_EXERCICES À TRAITER:_
1/ Pour chacune des affirmations suivantes, dites si elle concorde avec le texte sur le film Avignon, en répondant par oui ou par non et en citant les mots décisifs du texte. (a) Avignon est le premier long métrage de Johann Dionnet comme scénariste et réalisateur. (b) Fanny est une comédienne de boulevard en perte de vitesse. (c) Stéphane rejoint la troupe bien avant le festival.
2/ D'après le texte sur le film Avignon, qu'est-ce que Stéphane s'invente pour séduire Fanny ?
3/ Poursuivez le texte sur le film Avignon après sa dernière phrase.

Avignon : coulisses d’un festival et quiproquos amoureux

Avec Avignon, son premier long métrage en tant que scénariste et réalisateur, Johann Dionnet choisit un décor hautement symbolique : le Festival d’Avignon, véritable temple du théâtre.

On y suit Stéphane, comédien de boulevard en perte de vitesse, qui rejoint une troupe à la dernière minute et y croise Fanny, une ancienne camarade devenue actrice reconnue. Pour la séduire, il s’invente une carrière qu’il n’a pas, s’enfermant dans un mensonge qui menace de s’effondrer à tout moment.

Le film emprunte les codes de la comédie romantique classique : un homme maladroit, une femme admirée, un quiproquo qui s’étire un peu trop. Mais au-delà de l’intrigue sentimentale, Avignon s’intéresse à ce qui se joue en coulisses.

_DONNÉES FOURNIES:_
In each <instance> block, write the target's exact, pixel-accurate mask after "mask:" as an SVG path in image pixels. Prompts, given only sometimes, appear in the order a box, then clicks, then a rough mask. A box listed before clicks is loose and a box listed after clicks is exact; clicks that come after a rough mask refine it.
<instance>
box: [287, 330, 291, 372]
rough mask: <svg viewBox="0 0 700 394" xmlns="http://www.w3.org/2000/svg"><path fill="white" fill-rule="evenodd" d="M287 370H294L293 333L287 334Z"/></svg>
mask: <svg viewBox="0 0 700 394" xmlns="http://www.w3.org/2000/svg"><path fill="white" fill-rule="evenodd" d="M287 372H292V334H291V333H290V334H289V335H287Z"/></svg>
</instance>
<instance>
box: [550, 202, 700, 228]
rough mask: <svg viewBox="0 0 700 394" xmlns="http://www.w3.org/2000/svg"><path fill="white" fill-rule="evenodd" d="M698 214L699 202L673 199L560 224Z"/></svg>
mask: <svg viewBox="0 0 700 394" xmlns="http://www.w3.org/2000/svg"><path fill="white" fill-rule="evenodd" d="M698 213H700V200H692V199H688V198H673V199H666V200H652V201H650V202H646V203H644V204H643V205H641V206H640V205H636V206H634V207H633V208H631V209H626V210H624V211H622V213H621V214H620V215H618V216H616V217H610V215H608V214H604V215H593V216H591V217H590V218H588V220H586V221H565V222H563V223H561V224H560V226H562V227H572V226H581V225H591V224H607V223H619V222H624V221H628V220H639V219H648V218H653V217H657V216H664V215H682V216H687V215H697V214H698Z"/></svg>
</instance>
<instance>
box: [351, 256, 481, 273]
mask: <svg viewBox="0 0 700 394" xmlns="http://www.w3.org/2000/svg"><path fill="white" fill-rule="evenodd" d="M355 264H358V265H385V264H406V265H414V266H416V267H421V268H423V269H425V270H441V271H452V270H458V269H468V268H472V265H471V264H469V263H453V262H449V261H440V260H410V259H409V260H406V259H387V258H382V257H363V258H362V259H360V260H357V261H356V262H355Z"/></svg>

...

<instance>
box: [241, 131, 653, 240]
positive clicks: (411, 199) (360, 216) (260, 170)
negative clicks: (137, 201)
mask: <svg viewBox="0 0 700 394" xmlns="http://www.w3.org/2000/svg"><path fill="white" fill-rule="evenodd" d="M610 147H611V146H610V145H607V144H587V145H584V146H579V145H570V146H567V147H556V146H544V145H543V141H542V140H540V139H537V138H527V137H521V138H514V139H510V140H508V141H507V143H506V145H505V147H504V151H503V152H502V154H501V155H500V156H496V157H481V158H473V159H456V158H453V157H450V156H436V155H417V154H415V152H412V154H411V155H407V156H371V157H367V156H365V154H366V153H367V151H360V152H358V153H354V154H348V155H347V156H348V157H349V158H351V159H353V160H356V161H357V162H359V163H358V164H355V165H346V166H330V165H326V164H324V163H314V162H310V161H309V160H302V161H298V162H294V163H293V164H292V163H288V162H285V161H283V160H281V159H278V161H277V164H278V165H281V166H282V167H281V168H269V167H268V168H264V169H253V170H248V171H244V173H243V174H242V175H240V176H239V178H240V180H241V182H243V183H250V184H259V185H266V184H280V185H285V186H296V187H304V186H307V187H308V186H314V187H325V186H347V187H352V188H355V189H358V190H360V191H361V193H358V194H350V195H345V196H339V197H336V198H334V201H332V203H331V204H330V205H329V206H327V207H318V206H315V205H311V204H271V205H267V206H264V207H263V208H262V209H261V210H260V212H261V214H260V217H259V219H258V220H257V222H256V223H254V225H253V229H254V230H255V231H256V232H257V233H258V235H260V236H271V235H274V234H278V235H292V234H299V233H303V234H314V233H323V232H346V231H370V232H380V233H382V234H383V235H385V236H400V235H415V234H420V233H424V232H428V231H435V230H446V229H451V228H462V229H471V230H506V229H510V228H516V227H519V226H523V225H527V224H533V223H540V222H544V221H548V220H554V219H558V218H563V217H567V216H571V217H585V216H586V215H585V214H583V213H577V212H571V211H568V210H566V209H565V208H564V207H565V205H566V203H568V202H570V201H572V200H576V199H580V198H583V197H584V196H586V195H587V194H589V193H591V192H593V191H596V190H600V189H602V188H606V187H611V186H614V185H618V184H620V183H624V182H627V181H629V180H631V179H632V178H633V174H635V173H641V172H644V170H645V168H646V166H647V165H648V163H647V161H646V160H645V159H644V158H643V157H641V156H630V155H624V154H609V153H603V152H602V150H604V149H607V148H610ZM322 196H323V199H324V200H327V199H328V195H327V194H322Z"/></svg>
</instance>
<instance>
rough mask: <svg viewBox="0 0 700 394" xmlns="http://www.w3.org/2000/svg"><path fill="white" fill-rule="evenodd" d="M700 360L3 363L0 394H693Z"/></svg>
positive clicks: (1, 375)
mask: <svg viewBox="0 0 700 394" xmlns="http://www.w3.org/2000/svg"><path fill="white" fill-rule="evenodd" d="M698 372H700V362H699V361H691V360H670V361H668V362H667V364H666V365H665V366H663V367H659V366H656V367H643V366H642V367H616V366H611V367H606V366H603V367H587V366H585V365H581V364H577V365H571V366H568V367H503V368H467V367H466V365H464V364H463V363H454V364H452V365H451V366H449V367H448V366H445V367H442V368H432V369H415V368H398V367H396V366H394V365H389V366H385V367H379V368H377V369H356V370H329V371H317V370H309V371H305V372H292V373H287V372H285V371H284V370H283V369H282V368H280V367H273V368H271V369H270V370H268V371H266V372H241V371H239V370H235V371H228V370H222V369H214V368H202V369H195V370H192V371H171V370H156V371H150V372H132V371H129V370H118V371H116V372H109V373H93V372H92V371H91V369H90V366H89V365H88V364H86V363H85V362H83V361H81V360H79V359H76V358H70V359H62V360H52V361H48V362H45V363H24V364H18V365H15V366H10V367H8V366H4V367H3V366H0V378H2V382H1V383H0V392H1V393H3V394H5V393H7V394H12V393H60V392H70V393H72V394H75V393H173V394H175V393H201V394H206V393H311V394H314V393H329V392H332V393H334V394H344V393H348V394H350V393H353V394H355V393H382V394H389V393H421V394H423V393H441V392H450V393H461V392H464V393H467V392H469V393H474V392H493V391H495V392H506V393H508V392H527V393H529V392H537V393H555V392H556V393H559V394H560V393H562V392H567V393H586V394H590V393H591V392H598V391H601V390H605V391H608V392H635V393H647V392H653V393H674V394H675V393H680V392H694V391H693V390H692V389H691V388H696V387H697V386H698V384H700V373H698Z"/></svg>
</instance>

...

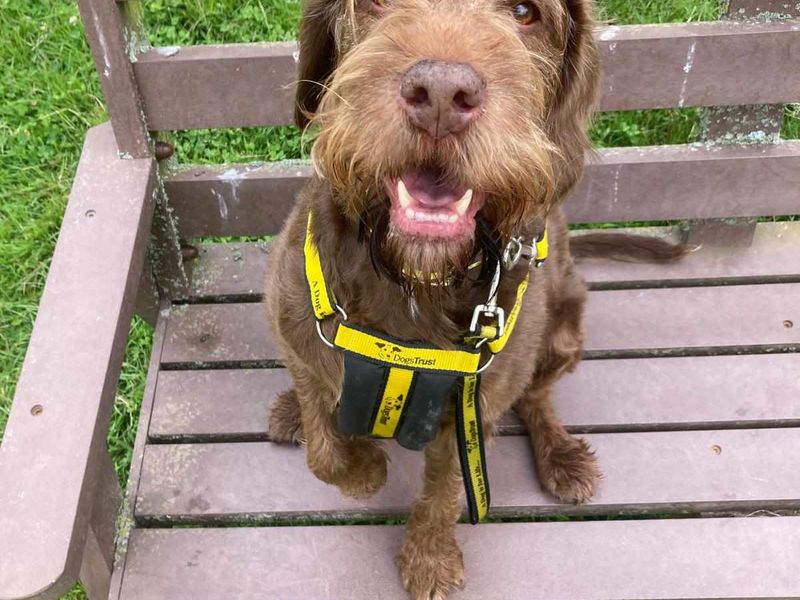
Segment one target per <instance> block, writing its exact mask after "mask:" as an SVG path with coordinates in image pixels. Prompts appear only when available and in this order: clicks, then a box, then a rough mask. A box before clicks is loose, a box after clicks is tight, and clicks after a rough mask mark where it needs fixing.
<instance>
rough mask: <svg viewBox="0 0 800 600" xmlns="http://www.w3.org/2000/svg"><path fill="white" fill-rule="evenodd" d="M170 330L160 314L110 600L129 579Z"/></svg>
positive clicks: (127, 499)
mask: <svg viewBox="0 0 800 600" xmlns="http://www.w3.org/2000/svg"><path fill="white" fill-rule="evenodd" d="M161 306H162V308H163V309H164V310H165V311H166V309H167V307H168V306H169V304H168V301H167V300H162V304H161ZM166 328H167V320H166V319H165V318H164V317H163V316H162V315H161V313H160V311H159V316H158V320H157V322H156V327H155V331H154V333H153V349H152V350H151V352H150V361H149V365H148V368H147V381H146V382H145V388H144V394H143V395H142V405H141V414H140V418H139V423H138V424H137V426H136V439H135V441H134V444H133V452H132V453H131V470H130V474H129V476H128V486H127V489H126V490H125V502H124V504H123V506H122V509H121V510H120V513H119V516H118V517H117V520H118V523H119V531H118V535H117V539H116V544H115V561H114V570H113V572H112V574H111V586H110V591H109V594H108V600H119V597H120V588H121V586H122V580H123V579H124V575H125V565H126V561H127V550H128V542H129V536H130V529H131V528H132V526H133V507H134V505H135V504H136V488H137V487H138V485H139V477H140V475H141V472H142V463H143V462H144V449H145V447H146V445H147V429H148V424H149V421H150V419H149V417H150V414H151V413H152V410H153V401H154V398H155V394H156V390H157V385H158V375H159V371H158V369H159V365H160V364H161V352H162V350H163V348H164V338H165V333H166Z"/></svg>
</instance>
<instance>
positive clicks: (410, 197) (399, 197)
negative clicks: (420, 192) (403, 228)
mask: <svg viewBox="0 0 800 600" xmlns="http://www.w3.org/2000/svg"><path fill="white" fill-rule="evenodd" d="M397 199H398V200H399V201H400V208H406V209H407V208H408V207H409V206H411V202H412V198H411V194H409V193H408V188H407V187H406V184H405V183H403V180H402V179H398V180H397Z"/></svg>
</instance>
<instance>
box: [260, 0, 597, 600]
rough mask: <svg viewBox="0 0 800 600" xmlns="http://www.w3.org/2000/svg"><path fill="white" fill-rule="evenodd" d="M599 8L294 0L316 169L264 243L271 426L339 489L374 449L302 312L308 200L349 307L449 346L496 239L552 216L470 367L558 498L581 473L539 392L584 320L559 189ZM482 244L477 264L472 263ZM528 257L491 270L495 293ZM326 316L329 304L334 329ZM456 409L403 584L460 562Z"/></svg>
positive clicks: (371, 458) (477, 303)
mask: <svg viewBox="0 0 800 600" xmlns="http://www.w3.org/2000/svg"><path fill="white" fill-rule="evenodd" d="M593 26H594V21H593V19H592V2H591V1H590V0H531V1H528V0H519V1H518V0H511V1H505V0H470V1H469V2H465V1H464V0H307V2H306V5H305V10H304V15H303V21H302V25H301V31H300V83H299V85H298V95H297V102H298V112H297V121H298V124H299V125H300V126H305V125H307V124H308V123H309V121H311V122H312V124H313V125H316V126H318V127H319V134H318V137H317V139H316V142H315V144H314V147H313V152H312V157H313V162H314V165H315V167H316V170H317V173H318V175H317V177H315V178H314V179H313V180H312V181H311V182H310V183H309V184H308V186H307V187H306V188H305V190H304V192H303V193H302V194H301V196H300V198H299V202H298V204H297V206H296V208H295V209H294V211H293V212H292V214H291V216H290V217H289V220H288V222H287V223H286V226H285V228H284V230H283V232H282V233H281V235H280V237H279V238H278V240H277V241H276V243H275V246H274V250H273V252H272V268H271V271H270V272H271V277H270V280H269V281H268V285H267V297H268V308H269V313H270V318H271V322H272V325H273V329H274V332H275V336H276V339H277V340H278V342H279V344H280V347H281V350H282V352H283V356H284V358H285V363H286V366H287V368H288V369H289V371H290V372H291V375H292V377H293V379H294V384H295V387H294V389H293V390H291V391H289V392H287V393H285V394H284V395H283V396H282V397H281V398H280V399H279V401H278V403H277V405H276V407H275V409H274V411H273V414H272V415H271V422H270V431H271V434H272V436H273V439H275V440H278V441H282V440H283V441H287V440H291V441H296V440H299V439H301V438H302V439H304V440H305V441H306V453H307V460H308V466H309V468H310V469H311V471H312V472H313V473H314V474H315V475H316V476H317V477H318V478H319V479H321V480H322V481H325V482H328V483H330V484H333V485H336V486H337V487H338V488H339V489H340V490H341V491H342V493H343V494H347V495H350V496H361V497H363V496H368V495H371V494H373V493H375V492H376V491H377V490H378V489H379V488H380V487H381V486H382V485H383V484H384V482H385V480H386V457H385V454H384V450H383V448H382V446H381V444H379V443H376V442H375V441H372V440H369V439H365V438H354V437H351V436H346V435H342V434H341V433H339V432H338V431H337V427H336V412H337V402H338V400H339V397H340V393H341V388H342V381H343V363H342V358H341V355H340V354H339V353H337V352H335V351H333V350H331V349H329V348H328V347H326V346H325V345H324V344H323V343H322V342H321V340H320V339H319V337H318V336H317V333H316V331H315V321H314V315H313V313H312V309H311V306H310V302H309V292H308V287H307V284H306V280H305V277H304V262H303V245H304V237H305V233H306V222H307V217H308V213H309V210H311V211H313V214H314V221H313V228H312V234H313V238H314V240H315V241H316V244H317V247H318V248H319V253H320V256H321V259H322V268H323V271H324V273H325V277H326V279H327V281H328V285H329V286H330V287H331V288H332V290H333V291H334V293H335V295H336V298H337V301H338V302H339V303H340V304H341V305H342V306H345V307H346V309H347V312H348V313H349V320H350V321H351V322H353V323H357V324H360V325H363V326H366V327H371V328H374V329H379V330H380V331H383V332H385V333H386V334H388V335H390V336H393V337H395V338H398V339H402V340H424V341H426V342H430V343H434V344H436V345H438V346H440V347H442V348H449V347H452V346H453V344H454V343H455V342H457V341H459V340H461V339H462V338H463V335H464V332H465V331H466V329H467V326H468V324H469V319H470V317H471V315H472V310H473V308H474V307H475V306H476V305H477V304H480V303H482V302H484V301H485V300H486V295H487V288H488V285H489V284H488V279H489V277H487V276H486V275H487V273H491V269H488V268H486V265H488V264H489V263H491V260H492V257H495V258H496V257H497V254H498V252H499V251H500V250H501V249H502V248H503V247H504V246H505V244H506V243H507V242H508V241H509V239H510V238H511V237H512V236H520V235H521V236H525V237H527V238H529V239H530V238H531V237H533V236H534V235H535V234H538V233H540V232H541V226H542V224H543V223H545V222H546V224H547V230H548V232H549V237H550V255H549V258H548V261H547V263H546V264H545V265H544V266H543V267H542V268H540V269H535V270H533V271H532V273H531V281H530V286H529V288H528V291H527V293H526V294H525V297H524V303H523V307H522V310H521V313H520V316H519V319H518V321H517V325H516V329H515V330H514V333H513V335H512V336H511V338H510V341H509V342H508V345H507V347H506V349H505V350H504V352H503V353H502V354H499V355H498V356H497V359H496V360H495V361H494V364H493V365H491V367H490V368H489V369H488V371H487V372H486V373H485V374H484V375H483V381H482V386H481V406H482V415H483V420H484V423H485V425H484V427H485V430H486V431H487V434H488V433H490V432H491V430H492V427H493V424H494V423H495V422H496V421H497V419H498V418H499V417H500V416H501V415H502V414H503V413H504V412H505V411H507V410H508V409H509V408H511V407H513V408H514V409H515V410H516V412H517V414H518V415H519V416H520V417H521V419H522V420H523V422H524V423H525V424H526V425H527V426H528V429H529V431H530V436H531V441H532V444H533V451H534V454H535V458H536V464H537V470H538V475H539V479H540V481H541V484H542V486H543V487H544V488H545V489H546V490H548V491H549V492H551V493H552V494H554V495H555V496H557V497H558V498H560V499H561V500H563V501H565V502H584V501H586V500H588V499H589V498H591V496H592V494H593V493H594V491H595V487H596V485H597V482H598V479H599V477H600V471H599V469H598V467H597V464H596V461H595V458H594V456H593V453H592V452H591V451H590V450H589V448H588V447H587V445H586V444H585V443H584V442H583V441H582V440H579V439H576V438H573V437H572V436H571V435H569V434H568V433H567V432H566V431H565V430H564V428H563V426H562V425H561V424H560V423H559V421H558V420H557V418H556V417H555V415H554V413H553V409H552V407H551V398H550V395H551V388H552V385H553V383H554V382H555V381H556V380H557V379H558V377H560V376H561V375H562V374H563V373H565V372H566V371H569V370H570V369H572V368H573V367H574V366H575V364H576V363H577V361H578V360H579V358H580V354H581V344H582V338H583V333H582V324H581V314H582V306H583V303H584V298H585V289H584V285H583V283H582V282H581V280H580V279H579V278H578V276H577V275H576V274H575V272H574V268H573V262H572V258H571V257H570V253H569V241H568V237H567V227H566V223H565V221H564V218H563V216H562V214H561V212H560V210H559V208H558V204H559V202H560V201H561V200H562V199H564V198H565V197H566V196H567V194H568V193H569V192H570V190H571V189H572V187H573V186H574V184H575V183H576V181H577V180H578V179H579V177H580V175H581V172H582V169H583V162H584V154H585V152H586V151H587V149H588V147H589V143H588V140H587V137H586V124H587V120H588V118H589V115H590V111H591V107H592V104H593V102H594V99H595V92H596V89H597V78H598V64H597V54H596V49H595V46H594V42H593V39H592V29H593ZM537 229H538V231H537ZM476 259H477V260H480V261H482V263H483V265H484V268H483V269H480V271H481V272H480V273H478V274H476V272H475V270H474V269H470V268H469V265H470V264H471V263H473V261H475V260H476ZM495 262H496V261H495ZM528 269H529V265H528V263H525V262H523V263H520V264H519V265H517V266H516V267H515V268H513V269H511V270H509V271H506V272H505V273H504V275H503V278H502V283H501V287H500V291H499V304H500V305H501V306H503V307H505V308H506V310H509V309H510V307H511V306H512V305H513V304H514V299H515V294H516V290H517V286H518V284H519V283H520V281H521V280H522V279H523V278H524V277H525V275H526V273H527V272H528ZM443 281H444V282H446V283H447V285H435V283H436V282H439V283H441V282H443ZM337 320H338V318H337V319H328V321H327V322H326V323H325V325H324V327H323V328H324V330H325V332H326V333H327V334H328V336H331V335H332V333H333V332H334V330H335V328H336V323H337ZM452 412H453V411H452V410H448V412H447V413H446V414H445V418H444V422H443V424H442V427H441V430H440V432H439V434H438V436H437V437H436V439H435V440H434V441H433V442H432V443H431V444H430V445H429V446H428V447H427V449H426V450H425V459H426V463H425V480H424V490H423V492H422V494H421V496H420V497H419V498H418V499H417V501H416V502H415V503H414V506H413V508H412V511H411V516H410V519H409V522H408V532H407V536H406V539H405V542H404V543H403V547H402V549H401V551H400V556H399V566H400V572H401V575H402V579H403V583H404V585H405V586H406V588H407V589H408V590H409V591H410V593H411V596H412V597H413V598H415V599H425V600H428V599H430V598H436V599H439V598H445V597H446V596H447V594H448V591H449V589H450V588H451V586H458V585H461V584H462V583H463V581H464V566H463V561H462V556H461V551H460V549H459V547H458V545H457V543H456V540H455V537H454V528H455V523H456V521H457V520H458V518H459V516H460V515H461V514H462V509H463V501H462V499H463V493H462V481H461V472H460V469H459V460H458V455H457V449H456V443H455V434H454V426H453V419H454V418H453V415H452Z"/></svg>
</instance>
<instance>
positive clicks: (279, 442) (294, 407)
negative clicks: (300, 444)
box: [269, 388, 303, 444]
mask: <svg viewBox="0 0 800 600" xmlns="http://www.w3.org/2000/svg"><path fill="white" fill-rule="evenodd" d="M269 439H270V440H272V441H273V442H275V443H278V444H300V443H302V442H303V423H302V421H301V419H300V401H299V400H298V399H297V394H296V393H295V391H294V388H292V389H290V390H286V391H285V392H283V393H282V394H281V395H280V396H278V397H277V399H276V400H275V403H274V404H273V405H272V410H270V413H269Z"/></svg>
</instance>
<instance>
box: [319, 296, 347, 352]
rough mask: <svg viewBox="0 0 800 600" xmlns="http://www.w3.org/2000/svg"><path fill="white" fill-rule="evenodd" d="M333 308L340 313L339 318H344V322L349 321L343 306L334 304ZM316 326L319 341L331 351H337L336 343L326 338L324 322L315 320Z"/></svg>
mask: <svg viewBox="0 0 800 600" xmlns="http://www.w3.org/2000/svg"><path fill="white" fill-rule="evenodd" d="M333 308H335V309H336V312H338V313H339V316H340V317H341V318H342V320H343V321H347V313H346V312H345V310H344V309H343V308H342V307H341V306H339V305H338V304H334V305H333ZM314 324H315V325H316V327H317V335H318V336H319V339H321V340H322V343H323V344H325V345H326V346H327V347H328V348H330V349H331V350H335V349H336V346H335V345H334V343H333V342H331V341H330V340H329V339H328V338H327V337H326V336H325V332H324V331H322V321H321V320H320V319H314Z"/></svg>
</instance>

_RÉPONSES DANS L'ORDRE:_
1/
(a) Oui : « son premier long métrage en tant que scénariste et réalisateur ».
(b) Non : « une ancienne camarade devenue actrice reconnue ».
(c) Non : « qui rejoint une troupe à la dernière minute ».

2/ Il s'invente une carrière qu'il n'a pas.

3/
Dionnet oppose deux mondes du théâtre souvent perçus comme incompatibles : celui du boulevard, populaire et léger, et celui des classiques, plus noble aux yeux du milieu. À travers ses personnages, il interroge la légitimité, le doute, et le regard que portent les artistes sur leur propre parcours.

On sourit face aux situations absurdes et aux dialogues bien sentis, on reconnaît avec plaisir les petites mesquineries et les angoisses du milieu théâtral. Reste que le film manque parfois d’ampleur et se contente d’effleurer ses enjeux.

Charmant et sympathique, Avignon ne bouleversera pas le genre mais remplit sa promesse : offrir un bon moment, léger et drôle, dans l’effervescence du plus grand festival de théâtre du monde.

Distribué au Canada par TVA Films, Avignon est à l’affiche au Québec depuis le 5 septembre 2025.